SHORT TASK:
Count the lines in the material below that contain the string "cloud" and give only the number.

MATERIAL SHOWN:
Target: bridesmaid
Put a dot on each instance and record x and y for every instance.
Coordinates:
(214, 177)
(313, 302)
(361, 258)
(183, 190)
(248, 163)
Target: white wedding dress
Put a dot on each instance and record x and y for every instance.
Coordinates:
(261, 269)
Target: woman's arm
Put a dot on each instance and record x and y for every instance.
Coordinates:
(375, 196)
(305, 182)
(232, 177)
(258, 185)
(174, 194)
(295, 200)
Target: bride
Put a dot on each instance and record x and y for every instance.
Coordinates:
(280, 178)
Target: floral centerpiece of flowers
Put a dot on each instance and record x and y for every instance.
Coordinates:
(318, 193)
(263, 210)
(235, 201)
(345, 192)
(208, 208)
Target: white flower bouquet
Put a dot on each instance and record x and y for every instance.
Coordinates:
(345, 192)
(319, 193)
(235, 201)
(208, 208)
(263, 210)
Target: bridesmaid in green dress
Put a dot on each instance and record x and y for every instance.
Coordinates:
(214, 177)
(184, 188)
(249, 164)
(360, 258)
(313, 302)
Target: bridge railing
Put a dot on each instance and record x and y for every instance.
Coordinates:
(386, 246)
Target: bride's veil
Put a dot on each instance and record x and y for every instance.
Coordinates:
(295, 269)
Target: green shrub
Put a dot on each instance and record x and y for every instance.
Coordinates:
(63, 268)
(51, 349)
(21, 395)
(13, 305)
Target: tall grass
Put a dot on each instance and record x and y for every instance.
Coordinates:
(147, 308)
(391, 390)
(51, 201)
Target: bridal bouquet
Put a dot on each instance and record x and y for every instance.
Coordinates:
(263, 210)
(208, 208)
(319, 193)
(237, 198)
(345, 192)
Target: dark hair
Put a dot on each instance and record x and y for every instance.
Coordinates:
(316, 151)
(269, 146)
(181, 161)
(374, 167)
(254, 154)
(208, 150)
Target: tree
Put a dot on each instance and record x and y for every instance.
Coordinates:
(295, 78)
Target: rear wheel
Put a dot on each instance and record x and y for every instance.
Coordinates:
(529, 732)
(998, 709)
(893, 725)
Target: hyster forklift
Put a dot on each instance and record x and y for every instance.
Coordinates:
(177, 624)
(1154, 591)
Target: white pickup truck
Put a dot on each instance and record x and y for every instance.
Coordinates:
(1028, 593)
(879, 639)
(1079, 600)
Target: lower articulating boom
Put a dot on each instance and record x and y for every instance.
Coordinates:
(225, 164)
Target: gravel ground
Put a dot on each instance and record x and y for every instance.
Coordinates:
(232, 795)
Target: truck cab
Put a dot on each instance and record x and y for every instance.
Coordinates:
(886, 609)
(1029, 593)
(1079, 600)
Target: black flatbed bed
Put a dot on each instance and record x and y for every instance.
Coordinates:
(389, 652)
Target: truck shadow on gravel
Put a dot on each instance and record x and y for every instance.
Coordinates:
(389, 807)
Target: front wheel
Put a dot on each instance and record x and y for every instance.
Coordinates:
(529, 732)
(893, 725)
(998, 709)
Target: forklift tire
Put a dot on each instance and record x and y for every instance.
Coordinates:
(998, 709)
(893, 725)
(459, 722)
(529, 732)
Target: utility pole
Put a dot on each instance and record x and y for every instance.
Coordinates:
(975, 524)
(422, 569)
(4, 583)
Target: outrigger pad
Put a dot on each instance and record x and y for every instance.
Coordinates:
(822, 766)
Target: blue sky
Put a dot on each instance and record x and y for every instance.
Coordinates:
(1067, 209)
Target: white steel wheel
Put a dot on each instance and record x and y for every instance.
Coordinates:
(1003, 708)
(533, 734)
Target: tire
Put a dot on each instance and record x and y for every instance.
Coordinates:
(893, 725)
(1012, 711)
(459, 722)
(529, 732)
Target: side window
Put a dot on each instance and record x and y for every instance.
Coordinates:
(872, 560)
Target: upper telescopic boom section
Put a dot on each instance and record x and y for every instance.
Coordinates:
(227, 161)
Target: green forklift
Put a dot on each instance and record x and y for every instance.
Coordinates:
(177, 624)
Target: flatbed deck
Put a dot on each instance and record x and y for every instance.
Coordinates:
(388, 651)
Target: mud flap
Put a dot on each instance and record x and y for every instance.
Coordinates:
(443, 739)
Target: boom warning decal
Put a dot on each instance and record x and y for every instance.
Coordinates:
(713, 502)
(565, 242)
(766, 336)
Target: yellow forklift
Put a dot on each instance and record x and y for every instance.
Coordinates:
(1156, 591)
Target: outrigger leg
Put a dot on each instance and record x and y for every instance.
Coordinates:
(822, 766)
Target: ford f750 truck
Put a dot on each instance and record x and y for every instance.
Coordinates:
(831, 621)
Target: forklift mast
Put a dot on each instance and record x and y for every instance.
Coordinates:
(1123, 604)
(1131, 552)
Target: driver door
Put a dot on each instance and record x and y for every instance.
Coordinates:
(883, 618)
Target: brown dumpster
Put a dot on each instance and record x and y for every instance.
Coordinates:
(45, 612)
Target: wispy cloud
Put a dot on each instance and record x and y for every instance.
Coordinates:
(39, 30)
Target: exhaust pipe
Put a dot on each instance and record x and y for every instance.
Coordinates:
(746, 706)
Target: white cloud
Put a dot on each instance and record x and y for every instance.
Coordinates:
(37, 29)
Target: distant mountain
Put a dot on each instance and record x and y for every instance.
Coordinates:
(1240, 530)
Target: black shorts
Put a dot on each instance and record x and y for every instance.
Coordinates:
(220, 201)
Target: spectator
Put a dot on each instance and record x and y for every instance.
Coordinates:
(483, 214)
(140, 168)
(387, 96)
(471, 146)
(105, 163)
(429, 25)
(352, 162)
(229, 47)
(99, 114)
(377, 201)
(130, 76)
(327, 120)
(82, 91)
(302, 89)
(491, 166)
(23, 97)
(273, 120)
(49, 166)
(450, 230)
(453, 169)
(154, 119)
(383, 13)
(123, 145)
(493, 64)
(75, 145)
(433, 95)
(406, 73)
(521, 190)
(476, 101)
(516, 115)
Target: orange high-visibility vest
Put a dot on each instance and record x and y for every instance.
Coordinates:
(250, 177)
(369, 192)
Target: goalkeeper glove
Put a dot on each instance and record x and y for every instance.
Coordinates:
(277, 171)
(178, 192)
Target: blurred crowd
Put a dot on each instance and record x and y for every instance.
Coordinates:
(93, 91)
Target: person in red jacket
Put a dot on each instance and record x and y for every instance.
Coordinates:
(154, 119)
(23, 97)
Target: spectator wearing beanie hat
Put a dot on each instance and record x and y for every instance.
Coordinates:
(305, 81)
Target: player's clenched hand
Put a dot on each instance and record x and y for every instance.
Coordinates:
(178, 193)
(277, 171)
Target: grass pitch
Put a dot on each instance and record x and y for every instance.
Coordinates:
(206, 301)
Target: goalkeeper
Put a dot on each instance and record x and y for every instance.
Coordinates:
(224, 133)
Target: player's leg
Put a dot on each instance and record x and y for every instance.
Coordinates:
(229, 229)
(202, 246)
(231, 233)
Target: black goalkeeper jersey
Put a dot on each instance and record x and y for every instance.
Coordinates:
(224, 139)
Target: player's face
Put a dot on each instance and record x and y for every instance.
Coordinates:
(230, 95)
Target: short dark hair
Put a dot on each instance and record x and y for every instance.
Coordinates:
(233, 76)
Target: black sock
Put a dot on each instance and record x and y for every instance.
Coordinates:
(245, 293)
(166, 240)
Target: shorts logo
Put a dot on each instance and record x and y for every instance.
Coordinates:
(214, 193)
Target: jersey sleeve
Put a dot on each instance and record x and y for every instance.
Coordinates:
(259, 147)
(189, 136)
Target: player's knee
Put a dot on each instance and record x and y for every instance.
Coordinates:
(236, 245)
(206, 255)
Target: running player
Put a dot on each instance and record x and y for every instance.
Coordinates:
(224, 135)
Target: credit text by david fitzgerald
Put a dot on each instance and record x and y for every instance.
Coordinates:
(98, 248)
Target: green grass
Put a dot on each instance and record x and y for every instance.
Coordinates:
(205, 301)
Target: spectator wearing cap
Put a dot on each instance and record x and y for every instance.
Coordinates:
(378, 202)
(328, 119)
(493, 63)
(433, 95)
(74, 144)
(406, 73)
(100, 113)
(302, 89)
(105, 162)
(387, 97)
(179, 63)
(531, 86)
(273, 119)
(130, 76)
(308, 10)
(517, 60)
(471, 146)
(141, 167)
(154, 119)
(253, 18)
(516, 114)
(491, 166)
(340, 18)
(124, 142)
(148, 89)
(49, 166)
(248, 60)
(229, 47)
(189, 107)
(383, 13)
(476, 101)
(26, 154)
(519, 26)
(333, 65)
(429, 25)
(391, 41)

--

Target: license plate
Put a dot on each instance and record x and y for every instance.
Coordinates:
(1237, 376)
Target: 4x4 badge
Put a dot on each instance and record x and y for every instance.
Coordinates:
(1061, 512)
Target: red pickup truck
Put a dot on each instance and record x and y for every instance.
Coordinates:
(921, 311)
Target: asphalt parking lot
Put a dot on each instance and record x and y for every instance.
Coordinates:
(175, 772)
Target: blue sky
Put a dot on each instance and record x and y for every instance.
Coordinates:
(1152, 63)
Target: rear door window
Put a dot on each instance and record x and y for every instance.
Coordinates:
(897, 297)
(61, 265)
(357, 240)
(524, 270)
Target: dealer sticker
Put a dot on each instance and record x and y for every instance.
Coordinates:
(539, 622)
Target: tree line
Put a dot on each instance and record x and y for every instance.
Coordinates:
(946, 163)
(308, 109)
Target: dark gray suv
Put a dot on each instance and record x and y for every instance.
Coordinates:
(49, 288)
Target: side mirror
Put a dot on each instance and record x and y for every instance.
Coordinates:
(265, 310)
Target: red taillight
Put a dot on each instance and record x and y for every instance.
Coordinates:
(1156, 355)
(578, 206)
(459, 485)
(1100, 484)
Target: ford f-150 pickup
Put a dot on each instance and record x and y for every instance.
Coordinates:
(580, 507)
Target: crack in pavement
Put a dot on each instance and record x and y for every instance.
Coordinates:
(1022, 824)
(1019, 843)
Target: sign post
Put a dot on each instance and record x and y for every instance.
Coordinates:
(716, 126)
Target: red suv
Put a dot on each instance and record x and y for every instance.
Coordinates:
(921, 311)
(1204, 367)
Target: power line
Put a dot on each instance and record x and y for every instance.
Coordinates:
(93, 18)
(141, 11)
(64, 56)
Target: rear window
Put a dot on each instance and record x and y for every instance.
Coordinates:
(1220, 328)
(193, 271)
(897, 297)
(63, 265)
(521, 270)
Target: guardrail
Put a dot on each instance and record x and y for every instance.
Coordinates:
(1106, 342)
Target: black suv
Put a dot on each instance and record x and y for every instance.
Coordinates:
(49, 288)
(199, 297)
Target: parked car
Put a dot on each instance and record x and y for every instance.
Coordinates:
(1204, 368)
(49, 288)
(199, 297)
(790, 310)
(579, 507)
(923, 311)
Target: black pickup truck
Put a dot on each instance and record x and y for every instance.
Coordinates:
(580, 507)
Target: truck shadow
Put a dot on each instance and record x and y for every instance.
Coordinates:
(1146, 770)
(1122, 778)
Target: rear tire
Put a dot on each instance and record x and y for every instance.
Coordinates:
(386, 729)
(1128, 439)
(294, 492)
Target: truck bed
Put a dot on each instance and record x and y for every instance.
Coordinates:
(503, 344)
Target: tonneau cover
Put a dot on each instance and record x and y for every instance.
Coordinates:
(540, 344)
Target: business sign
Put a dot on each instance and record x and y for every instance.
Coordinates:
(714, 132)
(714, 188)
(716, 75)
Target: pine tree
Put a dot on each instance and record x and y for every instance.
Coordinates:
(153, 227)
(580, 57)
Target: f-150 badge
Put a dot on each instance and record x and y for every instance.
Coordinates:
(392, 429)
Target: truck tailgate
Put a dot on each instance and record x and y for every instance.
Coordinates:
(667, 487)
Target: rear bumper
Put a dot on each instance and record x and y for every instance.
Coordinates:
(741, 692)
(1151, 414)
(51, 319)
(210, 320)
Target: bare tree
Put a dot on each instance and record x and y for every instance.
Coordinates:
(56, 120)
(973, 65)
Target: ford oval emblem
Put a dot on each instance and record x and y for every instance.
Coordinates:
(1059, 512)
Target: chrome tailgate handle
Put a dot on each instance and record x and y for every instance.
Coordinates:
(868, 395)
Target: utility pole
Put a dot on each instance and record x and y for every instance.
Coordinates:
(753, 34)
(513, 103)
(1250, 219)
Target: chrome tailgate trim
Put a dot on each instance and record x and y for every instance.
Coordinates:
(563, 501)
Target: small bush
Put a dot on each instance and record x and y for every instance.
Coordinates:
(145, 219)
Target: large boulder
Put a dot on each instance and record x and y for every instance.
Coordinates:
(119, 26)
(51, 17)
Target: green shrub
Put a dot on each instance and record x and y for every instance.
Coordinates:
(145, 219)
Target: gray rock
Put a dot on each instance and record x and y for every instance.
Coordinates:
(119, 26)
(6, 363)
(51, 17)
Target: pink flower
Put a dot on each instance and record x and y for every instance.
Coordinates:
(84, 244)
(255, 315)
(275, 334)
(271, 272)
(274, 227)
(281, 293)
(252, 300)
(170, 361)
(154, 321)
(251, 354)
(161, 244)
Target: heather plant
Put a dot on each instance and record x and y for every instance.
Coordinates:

...

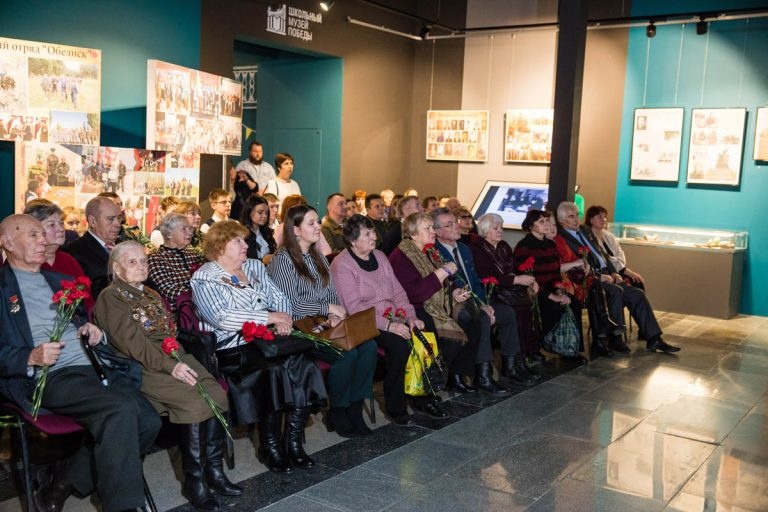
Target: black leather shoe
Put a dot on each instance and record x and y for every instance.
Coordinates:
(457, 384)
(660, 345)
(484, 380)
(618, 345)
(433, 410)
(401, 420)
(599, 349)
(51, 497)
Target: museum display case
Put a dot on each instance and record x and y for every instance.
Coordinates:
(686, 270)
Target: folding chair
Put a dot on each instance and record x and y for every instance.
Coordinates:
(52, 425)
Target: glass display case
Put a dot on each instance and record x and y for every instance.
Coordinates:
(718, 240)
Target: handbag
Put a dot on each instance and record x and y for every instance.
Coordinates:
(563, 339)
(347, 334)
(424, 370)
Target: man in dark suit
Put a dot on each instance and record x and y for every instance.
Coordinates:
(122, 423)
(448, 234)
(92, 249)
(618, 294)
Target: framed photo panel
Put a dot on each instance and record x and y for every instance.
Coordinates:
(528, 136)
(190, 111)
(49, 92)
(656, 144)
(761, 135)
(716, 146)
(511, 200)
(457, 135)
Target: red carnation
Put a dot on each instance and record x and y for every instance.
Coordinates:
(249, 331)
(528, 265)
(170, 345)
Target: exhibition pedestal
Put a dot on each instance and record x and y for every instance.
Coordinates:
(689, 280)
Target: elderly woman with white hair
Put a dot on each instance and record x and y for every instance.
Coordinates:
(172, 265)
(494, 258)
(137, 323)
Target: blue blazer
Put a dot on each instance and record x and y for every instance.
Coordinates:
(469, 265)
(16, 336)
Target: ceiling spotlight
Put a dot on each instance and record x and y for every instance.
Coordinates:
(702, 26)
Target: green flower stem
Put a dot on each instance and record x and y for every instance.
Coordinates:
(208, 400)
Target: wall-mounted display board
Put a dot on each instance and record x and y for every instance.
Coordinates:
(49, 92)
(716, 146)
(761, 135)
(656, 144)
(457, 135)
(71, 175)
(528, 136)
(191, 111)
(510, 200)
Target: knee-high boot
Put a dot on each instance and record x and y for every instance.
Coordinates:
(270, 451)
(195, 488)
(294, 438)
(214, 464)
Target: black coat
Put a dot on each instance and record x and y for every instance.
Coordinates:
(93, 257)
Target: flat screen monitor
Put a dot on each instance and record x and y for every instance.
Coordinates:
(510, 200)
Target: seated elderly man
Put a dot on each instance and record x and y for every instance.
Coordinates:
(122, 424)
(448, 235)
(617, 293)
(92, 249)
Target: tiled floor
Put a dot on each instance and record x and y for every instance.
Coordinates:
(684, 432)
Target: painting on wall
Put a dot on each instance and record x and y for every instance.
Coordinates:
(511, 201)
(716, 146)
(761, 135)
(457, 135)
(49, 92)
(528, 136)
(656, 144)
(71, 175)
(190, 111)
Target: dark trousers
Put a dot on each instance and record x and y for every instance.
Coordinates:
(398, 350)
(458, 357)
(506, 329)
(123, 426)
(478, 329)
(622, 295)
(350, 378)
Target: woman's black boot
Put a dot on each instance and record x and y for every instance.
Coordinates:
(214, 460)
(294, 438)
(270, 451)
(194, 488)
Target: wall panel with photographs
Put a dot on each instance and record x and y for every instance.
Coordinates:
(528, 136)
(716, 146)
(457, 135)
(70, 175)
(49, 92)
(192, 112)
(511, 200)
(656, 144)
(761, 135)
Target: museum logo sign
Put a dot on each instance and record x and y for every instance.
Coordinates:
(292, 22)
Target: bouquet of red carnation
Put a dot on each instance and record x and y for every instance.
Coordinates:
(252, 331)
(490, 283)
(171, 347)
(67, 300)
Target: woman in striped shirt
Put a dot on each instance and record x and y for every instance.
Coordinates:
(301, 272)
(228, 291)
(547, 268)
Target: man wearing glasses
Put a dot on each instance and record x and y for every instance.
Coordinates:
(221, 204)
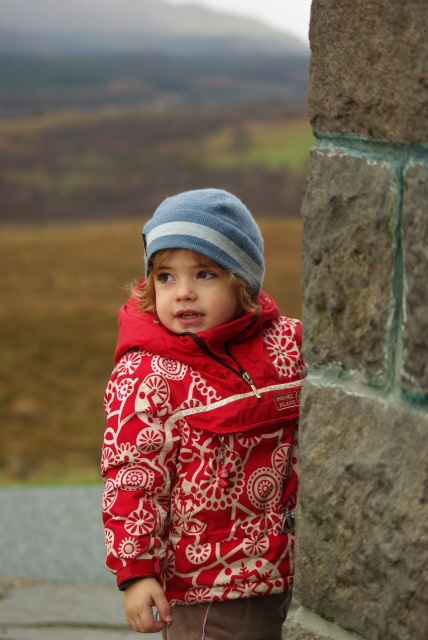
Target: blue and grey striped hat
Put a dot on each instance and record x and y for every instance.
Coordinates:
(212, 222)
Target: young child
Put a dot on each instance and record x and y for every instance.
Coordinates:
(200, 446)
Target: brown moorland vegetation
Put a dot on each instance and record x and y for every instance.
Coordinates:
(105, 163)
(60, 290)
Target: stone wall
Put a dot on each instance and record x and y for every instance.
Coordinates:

FINISHED TASK:
2